Find each line in the listing that contains the string "boat", treating uppercase and lowercase letters as distinct, and copy each such line.

◇ ◇ ◇ ◇

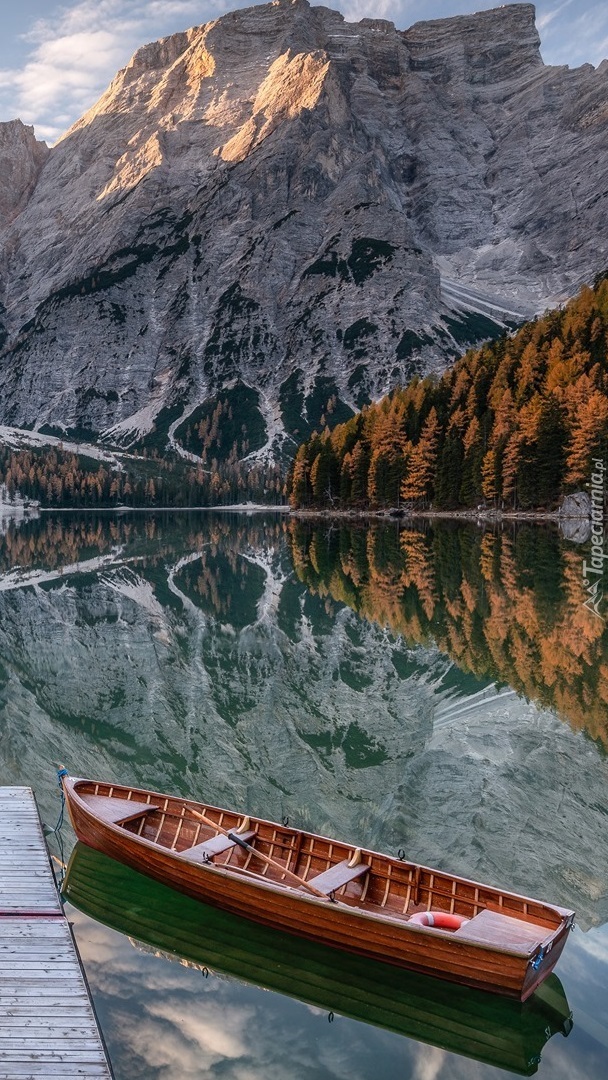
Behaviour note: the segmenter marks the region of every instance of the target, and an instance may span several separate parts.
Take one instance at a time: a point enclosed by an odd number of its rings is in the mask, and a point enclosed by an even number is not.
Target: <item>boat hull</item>
[[[549,935],[551,947],[532,961],[531,950],[461,941],[448,931],[429,931],[406,919],[395,921],[347,903],[332,903],[257,874],[244,876],[224,865],[192,864],[176,851],[99,820],[78,796],[77,784],[65,781],[65,791],[75,832],[83,843],[194,900],[332,948],[524,1001],[553,971],[568,934],[564,920]],[[130,791],[134,799],[166,798]],[[186,800],[183,805],[190,811],[199,806]]]
[[[523,1076],[542,1048],[572,1027],[556,975],[524,1004],[408,973],[256,926],[180,896],[116,860],[77,845],[63,895],[91,918],[164,957],[235,976],[400,1036]]]

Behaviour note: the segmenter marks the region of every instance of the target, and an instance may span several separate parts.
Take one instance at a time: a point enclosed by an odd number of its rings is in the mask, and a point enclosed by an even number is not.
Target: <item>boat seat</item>
[[[248,829],[246,833],[237,834],[239,839],[244,840],[245,843],[248,843],[255,835],[254,828]],[[230,848],[235,847],[237,843],[234,840],[219,833],[217,836],[212,836],[208,840],[203,840],[202,843],[195,843],[193,848],[185,848],[178,854],[183,855],[184,859],[189,859],[193,863],[205,863],[207,859],[213,859],[214,855],[220,855],[222,851],[228,851]]]
[[[369,869],[367,863],[357,863],[356,866],[350,866],[349,863],[350,860],[344,859],[342,863],[329,866],[328,869],[323,870],[323,874],[317,874],[316,877],[309,878],[307,885],[314,886],[320,892],[335,892],[336,889],[341,889],[349,881],[354,881],[355,878],[363,877]]]
[[[152,802],[135,802],[133,799],[114,799],[106,795],[83,795],[82,801],[89,810],[109,825],[124,825],[144,814],[158,810]]]

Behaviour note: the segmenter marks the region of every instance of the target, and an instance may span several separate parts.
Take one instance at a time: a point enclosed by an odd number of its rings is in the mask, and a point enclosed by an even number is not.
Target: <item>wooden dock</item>
[[[33,793],[0,787],[0,1080],[111,1076]]]

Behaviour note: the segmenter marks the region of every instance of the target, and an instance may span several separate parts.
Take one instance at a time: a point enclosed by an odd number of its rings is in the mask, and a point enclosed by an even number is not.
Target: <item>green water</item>
[[[118,1080],[604,1075],[608,647],[582,607],[584,553],[538,527],[4,526],[0,783],[32,785],[46,821],[66,764],[578,915],[558,1003],[515,1015],[93,867],[67,909]]]

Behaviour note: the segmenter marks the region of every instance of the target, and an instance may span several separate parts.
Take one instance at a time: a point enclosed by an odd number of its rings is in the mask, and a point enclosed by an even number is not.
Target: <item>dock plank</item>
[[[31,789],[0,819],[0,1080],[111,1080]]]

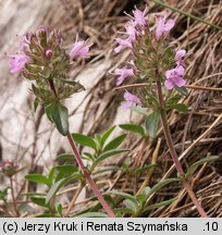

◇ ◇ ◇ ◇

Answer to the problem:
Target: <item>boat hull</item>
Target: <item>boat seat</item>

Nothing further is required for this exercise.